Extracted text
☆ ☆ ☆

Phycopeltis is a genus of green algae in the family Trentepohliaceae. It is widespread in humid, tropical or subtropical regions. It typically occurs as an epiphyte on the surface of leaves, but may sometimes be found on rock, metal, or plastic surfaces. It can also be a phycobiont in lichens.

== Description ==
Phycopeltis consists of a single layer of coalescing, prostrate filaments that irregularly or regularly branch to form a small rounded or irregular disk. Some species have erect filaments growing out from the thallus, and/or "glandular" papillate cells. The thalli grow up to 7 mm in diameter. In shade, the thalli are green; with exposure to light or less humid conditions, they become pale yellow, orange or reddish brown due to the accumulation of carotenoid pigments and oil.

☆ ☆ ☆

Provided records
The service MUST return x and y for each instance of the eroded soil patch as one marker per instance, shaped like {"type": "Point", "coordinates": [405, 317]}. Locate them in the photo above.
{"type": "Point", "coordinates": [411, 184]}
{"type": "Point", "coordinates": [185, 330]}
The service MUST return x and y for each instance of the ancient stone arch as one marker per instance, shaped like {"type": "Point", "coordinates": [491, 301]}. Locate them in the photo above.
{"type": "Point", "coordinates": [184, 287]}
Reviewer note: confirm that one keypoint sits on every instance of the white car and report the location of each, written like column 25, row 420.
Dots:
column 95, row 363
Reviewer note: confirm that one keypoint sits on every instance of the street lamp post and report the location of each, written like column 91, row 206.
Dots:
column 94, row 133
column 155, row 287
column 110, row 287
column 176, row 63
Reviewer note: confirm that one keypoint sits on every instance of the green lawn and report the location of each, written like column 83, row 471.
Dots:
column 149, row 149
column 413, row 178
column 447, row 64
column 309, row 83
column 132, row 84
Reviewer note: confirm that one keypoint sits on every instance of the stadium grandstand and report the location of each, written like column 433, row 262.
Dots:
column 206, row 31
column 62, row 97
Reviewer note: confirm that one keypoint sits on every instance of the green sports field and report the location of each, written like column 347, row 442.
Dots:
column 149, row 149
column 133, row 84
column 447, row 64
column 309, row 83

☆ ☆ ☆

Task A
List every kind of surface that the Phycopeltis text says the alga can grow on.
Task B
Answer these questions from the Phycopeltis text, one per line:
(i) In which family is Phycopeltis placed?
(ii) Up to what diameter do the thalli grow?
(iii) What accumulation makes the thalli turn pale yellow, orange or reddish brown?
Task C
Continue the Phycopeltis text from the point where it stops.

Result A
leaves, rock, metal, plastic

Result B
(i) Trentepohliaceae
(ii) 7 mm
(iii) Carotenoid pigments and oil

Result C
Asexual reproduction occurs by quadriflagellate zoospores, which are produced in sporangia that arise on curved, one- to many-celled stalks. Sexual reproduction is isogamous, and involves biflagellate gametes which are produced in lateral or intercalary gametangia.

The life cycle of Phycopeltis is incompletely known. Like its relative Trentepohlia, it is thought to have an isomorphic alternation of generations.

=== Identification ===
Phycopeltis differs from the related genus Cephaleuros in that the thalli are always monostromatic (one cell thick) and live on the surface of the leaves. Cephaleuros, on the other hand, has thalli that are within the leaves.